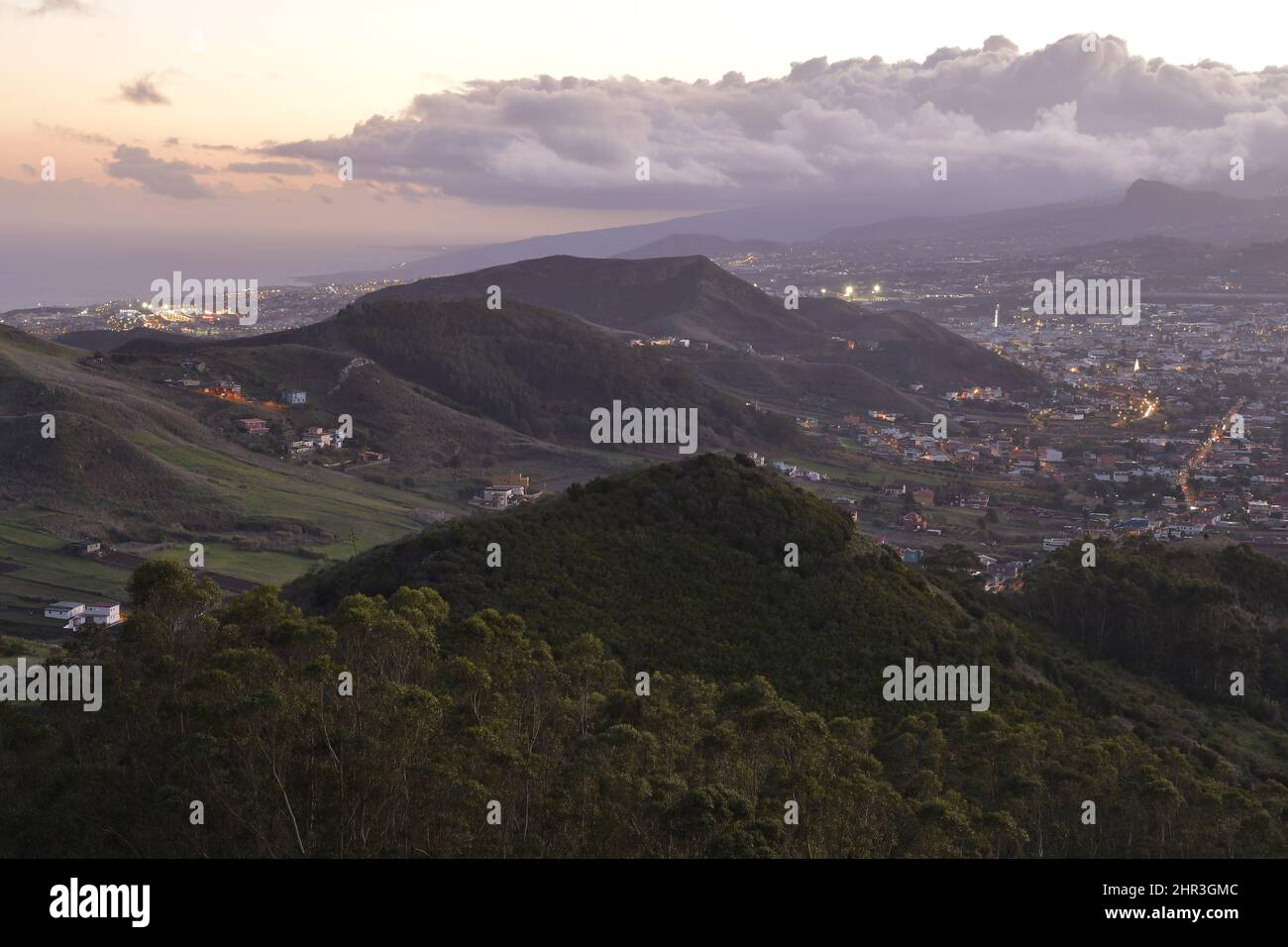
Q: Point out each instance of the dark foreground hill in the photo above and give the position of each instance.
(535, 369)
(691, 296)
(687, 296)
(764, 696)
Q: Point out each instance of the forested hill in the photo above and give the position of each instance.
(764, 688)
(535, 369)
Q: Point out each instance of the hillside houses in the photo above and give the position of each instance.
(76, 613)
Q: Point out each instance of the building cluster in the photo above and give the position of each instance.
(76, 613)
(505, 491)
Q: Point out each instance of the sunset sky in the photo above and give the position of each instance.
(496, 120)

TASK TO CARRY OUT —
Reproduce every line of the listing above except the pictures, multiplying each point coordinate by 0.25 and rounding it to a whole number, with halves rounded up.

WRITTEN SOLUTION —
Q: Point out each instance of the dark foreground hill in the photo above and give the position of each instance.
(134, 92)
(173, 74)
(172, 74)
(191, 174)
Q: Point out each instance of the forested hill in the photo above and give the position of each instance.
(191, 172)
(134, 92)
Q: Point out each instance of the hillside houses in the photo above and give the position of each instance.
(19, 153)
Q: Point out each instance of the building cluster in the photo above and give the position of each instance.
(19, 153)
(126, 123)
Q: Point out each instance of the sunset sky in the photo above and give the position of each instance.
(124, 30)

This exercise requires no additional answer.